Only the number is wanted: how many lines below contain "bird"?

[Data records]
■ ■ ■ ■ ■ ■ ■
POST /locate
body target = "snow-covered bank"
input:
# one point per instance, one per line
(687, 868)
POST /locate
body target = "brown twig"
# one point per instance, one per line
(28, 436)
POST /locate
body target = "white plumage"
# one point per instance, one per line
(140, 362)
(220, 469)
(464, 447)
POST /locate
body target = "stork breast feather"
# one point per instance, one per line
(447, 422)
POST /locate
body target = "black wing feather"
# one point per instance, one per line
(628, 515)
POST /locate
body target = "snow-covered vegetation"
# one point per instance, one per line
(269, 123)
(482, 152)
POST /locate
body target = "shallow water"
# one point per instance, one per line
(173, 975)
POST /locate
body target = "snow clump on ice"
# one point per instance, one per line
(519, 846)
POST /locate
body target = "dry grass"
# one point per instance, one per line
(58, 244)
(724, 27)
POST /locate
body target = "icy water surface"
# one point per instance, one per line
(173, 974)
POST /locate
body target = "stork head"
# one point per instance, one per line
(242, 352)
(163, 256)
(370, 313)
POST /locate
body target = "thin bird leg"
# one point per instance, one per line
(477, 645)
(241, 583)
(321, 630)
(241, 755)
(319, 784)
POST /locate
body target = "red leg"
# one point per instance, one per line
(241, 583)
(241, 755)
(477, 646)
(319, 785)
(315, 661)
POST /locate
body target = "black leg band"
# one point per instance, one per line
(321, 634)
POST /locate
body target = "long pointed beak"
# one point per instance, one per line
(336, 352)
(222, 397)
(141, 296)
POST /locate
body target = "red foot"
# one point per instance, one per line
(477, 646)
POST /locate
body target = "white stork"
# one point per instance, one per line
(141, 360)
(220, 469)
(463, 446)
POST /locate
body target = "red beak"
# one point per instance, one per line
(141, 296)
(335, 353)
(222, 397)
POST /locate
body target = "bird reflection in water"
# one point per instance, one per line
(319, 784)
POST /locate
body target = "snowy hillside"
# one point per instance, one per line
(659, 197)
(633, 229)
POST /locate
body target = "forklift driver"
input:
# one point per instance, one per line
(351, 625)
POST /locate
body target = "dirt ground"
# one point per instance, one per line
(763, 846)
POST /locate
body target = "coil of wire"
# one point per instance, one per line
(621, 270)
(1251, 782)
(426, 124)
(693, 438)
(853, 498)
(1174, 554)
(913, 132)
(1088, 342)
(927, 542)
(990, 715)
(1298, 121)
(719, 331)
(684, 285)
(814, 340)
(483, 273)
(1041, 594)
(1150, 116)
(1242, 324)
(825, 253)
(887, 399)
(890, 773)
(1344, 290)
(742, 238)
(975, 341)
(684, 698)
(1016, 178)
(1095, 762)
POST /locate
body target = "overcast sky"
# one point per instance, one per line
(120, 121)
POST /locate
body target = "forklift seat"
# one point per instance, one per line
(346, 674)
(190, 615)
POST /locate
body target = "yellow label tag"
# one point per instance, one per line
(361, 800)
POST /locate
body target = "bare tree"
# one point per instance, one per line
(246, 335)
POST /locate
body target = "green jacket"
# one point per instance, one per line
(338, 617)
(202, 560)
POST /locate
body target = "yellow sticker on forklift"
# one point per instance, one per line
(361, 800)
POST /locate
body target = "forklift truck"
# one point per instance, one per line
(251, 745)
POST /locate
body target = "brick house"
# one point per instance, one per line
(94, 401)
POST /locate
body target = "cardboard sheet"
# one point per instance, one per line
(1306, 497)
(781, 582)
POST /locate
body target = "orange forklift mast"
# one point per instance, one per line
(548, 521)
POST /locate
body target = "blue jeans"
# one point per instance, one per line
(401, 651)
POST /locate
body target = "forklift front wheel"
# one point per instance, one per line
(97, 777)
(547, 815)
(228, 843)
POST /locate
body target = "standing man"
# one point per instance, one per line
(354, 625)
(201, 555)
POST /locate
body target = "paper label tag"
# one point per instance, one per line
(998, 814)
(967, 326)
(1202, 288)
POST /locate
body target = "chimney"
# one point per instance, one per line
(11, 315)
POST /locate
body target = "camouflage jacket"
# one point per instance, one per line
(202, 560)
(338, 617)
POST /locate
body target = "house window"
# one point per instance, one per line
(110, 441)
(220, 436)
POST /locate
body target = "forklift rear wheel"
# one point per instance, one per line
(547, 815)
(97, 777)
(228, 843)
■ ■ ■ ■ ■ ■ ■
__Completed exercise__:
2